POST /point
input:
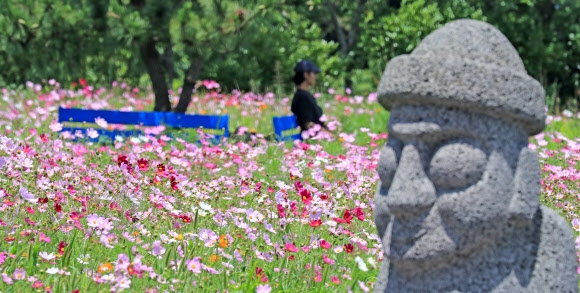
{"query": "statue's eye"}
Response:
(388, 161)
(457, 165)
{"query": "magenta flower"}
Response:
(194, 265)
(291, 247)
(157, 249)
(576, 224)
(6, 279)
(19, 274)
(263, 288)
(27, 195)
(327, 260)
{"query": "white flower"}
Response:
(84, 258)
(92, 133)
(55, 126)
(101, 122)
(361, 264)
(372, 262)
(52, 271)
(45, 255)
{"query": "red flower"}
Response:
(298, 185)
(281, 212)
(173, 183)
(291, 247)
(186, 218)
(346, 218)
(262, 275)
(315, 223)
(161, 169)
(294, 208)
(122, 159)
(114, 206)
(349, 248)
(61, 247)
(37, 284)
(306, 196)
(75, 216)
(359, 213)
(29, 221)
(57, 207)
(143, 164)
(324, 244)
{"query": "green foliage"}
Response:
(399, 33)
(253, 44)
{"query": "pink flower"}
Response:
(327, 260)
(6, 279)
(324, 244)
(55, 126)
(19, 274)
(576, 224)
(194, 265)
(264, 289)
(291, 247)
(101, 122)
(363, 287)
(335, 280)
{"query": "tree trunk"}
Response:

##########

#### [WORK TO COMPLETE]
How many lines in the entries above contain the string "query", with case counting? Reply with the number alone.

#### [EXERCISE ANSWER]
7